[Opening PASSAGE TO READ section]

“This is the first time I’ve been honest about her, and this is the last time I want to talk about it.”
Greyson Chance and I are sitting in the Hollywood Hills home of producer Brett McLaughlin on a warm August morning. The quaint spot is where Chance — the 25-year-old musician who got his start on The Ellen Show as a tween — stays when he visits L.A. from Oklahoma, where he owns a home. The place is typically filled with the boisterous energy of the artists McLaughlin works with. (RuPaul’s Drag Race’s Ginger Minj was recording a song here the other day. “‘Give me more cunt!’” Chance remembers, with a chuckle, hearing from McLaughlin’s studio.)
But today, the room is still, filled only with the palpable nervous energy of a musician unsure of how to start a conversation he’s been wanting to have for more than five years. “I figured we could start with this,” Chance says, queuing up the emotional video for his latest single, “My Dying Spirit.” “I’m barely on my feet, mama,” he sings over haunting piano. “I’m barely holding on by a thread.” It’s the only visual he’s dropping for Palladium, his recently released new album.
Speaking to Rolling Stone last month, Chance wants to get something off his chest: the trauma he says he felt as a teenager after being discovered and later “completely abandoned” by Ellen DeGeneres. “I’ve never met someone more manipulative, more self-centered, and more blatantly opportunistic than her,” he says.

[Closing PASSAGE TO READ section]
[Opening PROVIDED DATA section]

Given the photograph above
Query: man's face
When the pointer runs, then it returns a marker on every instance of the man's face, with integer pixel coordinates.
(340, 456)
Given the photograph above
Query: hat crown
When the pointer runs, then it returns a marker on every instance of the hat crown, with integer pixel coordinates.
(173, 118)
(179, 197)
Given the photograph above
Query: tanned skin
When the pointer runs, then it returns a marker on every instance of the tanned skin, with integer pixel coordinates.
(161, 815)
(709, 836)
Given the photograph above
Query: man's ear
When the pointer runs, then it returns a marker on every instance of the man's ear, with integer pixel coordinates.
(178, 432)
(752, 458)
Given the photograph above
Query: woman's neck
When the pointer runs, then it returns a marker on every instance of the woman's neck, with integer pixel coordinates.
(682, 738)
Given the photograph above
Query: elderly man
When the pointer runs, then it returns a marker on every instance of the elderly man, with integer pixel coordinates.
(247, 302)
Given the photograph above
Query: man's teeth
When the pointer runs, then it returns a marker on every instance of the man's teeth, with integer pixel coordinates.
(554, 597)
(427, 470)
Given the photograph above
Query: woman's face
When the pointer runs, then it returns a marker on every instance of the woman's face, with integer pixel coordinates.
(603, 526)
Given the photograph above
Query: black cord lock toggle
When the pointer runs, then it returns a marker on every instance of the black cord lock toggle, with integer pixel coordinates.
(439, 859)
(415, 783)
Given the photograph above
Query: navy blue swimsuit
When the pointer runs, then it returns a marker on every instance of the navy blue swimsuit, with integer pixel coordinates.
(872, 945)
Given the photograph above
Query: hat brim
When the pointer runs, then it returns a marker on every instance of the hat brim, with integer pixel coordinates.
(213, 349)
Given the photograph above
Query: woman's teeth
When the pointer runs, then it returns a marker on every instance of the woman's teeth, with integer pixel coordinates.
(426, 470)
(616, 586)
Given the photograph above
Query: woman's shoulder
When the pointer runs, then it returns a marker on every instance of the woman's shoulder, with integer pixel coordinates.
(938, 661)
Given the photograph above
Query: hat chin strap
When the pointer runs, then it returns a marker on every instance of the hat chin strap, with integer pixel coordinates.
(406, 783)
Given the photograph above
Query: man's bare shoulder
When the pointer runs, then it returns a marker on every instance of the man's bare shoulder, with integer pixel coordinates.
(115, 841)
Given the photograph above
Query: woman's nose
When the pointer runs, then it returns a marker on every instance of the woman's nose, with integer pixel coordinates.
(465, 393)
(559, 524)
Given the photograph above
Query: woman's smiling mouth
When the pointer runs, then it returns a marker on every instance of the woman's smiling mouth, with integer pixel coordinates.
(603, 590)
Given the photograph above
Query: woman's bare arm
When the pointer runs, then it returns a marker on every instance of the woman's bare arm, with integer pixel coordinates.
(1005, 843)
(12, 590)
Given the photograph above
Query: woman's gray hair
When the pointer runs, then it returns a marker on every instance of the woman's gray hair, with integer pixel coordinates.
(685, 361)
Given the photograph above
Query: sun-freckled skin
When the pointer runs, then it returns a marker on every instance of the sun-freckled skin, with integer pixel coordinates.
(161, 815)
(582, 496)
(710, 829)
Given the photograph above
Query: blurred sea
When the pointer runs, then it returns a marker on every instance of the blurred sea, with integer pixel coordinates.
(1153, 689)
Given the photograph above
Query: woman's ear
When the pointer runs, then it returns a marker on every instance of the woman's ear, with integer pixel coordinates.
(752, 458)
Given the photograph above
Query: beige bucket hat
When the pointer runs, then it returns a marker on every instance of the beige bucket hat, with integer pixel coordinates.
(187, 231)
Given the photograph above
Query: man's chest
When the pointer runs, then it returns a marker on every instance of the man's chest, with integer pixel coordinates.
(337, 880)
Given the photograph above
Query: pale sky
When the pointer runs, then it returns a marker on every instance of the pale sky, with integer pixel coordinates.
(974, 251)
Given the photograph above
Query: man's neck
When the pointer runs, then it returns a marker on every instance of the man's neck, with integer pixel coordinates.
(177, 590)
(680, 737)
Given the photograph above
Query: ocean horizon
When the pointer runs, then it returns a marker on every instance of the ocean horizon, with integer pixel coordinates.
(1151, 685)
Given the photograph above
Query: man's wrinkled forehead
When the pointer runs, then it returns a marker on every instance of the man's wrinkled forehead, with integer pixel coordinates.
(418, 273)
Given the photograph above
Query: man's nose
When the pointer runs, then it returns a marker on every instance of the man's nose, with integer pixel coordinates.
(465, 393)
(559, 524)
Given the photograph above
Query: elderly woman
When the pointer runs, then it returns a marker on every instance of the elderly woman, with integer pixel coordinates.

[Closing PROVIDED DATA section]

— EXERCISE DETAILS —
Write out part of the Greyson Chance article above word for word, beginning at "Greyson Chance and" and stopping after "from McLaughlin’s studio.)".

— RESPONSE TO THE TASK —
Greyson Chance and I are sitting in the Hollywood Hills home of producer Brett McLaughlin on a warm August morning. The quaint spot is where Chance — the 25-year-old musician who got his start on The Ellen Show as a tween — stays when he visits L.A. from Oklahoma, where he owns a home. The place is typically filled with the boisterous energy of the artists McLaughlin works with. (RuPaul’s Drag Race’s Ginger Minj was recording a song here the other day. “‘Give me more cunt!’” Chance remembers, with a chuckle, hearing from McLaughlin’s studio.)